TEXT TO READ:
####

There are a number of inconsistencies within the President’s scanned long-form birth certificate, posted on the White House website. The presence of layers, kerning, different pixel sizes, unusual variations in color, areas with and without noise and aliasing, pixel-by-pixel reproductions of certain blocks and letters, a misspelled word, and mismatching thresholding patterns throughout the document are consistent with the scenario of scanning with an OCR option, and optimizing the text. Without a “fresh,” copy of the document, not subject to optimization or other digital manipulation, further forensic analysis will not reveal conclusive details.

Layers in the President’s Birth Certificate

Layers in the Birth Certificate

When you scan a page into your computer, and open it with editing software, you will normally see only one layer. You can then break it into layers for editing or manipulating if you want to change things around. If you scanned the page into your computer using OCR (Optical Character Recognition) settings, or an optimization program, however, it will already be in layers when you open it in your computer. Here are a few facts about scanning, OCR and optimization:

  • The OCR software compares each character on the page to an internal database, matches them when possible, and separates everything that it can match into another layer for potential editing.

####

INFORMATION GIVEN:
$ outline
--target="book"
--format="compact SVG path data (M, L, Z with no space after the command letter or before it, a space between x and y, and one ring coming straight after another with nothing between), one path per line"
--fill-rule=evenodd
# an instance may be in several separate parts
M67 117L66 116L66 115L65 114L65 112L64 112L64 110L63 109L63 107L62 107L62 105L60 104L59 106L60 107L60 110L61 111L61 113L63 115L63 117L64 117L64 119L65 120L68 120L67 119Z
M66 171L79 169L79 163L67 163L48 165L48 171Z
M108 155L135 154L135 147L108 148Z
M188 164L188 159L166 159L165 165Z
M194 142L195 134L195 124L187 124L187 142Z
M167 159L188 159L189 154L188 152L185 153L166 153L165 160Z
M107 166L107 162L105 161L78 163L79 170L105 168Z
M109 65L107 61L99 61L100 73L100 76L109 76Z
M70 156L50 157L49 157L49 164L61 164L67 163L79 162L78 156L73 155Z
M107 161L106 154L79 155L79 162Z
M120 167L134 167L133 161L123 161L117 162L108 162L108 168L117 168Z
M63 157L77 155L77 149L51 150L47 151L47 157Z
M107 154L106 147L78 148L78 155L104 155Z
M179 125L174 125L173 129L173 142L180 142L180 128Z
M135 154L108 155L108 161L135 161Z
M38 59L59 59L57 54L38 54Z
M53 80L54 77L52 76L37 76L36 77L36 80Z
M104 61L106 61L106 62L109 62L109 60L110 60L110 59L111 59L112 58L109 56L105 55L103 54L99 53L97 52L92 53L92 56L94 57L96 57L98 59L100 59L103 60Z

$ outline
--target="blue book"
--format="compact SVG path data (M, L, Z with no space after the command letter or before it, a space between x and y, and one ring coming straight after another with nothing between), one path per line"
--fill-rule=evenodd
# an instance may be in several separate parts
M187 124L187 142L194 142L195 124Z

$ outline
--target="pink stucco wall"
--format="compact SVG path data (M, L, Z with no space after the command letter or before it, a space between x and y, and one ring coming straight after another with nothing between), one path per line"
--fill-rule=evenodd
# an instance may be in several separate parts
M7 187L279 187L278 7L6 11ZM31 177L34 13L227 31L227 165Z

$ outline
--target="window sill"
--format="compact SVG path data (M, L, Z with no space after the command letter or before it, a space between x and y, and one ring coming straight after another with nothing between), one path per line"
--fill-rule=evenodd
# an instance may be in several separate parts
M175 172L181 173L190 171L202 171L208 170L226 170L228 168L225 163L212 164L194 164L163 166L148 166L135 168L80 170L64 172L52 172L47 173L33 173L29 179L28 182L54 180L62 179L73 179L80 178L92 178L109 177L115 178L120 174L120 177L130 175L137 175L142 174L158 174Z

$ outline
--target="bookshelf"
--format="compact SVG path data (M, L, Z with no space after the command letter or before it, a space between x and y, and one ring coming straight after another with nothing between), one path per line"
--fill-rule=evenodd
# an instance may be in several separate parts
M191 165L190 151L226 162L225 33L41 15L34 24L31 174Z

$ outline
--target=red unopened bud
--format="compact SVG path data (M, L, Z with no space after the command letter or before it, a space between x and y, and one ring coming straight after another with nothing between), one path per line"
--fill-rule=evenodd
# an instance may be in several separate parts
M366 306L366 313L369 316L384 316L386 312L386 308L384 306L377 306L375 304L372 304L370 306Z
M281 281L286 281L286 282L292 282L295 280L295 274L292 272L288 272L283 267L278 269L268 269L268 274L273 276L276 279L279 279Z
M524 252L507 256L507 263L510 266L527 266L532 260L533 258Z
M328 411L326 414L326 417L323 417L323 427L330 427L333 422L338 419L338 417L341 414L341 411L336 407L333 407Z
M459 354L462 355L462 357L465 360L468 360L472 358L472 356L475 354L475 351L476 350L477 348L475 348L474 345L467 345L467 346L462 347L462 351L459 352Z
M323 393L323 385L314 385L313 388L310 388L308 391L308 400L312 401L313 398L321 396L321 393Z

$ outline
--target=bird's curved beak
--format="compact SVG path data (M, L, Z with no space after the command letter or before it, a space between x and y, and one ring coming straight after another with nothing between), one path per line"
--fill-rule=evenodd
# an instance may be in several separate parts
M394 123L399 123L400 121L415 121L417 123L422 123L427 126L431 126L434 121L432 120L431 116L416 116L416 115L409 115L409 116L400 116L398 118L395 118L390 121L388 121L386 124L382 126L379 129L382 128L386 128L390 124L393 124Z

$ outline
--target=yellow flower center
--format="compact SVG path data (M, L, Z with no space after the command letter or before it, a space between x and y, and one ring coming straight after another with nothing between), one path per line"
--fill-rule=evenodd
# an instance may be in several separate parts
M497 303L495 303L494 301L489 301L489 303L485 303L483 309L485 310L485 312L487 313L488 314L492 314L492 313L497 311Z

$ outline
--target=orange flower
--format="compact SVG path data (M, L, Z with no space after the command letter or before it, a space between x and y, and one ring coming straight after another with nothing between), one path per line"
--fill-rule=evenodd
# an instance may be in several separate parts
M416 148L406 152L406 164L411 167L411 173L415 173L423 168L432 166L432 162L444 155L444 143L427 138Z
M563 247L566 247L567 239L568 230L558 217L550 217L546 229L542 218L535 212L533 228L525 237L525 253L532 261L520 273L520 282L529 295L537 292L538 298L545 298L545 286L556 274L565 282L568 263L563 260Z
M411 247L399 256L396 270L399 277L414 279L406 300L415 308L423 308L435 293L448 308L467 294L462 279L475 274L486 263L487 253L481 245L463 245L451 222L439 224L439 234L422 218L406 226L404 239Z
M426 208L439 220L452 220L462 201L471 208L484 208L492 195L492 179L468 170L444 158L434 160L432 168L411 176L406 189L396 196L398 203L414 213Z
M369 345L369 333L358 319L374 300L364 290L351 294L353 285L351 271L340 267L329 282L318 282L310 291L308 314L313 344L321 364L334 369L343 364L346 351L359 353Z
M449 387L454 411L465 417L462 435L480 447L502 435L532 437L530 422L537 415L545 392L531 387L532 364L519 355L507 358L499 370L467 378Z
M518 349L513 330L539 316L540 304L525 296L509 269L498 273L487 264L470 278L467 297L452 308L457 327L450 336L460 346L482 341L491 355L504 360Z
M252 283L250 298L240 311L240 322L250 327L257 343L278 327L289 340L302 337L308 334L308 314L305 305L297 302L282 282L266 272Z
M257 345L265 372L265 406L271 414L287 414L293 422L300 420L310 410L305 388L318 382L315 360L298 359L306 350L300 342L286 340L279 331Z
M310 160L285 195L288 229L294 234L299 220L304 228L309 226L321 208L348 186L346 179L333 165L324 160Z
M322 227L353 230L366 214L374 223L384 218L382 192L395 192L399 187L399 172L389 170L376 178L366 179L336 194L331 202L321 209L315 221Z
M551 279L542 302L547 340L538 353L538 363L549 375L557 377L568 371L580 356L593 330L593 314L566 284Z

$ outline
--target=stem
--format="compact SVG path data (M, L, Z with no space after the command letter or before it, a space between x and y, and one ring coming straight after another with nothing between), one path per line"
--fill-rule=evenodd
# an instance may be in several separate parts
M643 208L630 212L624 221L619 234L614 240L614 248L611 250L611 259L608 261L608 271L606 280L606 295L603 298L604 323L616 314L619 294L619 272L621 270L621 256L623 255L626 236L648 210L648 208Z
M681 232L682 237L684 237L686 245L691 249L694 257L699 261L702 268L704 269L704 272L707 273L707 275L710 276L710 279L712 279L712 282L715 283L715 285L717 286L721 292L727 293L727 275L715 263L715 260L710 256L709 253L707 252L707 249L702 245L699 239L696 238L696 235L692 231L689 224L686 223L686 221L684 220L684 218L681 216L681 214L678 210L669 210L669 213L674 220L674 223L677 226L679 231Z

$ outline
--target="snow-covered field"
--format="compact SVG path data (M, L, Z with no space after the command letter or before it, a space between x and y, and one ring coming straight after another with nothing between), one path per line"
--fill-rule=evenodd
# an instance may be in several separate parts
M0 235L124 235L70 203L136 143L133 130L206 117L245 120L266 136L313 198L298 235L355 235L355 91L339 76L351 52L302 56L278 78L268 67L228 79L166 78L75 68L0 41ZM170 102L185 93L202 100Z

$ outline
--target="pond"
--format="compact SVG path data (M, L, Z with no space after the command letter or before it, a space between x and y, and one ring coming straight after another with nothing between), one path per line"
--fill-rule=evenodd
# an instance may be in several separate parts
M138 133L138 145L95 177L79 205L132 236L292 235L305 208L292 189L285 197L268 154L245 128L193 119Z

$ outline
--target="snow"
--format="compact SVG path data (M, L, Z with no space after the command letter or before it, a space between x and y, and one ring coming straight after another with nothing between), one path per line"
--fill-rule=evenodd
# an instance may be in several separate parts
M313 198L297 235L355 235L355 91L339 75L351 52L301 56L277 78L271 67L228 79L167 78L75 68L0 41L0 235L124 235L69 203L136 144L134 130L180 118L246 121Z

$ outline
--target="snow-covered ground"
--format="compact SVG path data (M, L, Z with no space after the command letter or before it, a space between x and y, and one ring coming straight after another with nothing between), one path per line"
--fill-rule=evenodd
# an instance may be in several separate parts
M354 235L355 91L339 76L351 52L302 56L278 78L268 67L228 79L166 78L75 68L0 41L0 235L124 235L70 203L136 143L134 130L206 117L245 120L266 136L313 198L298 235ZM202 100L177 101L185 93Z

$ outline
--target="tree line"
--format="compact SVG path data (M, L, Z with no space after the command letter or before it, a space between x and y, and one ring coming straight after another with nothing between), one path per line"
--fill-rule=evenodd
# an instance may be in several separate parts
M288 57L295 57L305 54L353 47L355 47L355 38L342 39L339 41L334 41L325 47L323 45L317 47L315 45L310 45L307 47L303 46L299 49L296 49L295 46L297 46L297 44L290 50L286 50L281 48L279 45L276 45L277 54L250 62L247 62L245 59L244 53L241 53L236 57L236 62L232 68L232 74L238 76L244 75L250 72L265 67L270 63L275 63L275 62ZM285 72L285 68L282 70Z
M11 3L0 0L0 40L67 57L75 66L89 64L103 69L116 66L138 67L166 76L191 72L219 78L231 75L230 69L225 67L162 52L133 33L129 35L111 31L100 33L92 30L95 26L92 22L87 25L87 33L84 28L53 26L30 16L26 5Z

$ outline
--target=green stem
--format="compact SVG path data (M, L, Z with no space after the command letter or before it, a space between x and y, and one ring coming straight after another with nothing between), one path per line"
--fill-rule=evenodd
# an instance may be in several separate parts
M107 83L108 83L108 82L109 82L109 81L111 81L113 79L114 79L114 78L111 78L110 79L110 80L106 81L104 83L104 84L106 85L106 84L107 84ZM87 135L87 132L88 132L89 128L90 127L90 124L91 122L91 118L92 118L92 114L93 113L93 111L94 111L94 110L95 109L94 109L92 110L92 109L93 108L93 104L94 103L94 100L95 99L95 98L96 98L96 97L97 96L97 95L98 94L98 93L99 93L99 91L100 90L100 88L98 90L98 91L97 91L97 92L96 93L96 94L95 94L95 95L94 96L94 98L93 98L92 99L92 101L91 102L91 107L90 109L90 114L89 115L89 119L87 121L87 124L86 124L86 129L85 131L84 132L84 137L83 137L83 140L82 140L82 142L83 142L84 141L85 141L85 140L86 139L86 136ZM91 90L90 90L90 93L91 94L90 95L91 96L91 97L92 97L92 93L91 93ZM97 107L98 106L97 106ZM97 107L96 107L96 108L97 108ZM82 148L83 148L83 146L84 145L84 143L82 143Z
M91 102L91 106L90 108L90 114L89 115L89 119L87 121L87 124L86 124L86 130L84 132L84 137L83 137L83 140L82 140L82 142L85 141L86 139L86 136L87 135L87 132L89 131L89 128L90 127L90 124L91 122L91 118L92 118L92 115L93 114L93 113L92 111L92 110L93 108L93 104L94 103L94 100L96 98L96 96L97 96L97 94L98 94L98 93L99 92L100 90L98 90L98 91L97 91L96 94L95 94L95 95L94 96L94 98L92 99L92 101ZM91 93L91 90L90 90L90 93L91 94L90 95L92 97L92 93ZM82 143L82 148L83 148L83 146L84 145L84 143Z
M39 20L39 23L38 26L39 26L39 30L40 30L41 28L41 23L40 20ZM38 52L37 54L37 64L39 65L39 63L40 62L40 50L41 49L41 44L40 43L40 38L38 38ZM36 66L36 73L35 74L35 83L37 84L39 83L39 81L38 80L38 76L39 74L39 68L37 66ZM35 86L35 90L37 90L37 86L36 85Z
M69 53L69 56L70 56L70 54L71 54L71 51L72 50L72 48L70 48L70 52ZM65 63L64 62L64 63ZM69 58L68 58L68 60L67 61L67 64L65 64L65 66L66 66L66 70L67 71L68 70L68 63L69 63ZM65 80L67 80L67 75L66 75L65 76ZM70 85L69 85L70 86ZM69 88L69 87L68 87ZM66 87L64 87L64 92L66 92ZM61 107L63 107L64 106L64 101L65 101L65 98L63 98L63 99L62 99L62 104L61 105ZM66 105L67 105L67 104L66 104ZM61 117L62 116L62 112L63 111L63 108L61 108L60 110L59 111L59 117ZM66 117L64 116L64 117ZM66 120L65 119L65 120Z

####

TASK BRIEF: Copy out the birth certificate passage, starting at the words "Layers in the President’s" and stopping after "for potential editing.". Rely on the birth certificate passage alone.

EXERCISE RESULT:
Layers in the President’s Birth Certificate

Layers in the Birth Certificate

When you scan a page into your computer, and open it with editing software, you will normally see only one layer. You can then break it into layers for editing or manipulating if you want to change things around. If you scanned the page into your computer using OCR (Optical Character Recognition) settings, or an optimization program, however, it will already be in layers when you open it in your computer. Here are a few facts about scanning, OCR and optimization:

  • The OCR software compares each character on the page to an internal database, matches them when possible, and separates everything that it can match into another layer for potential editing.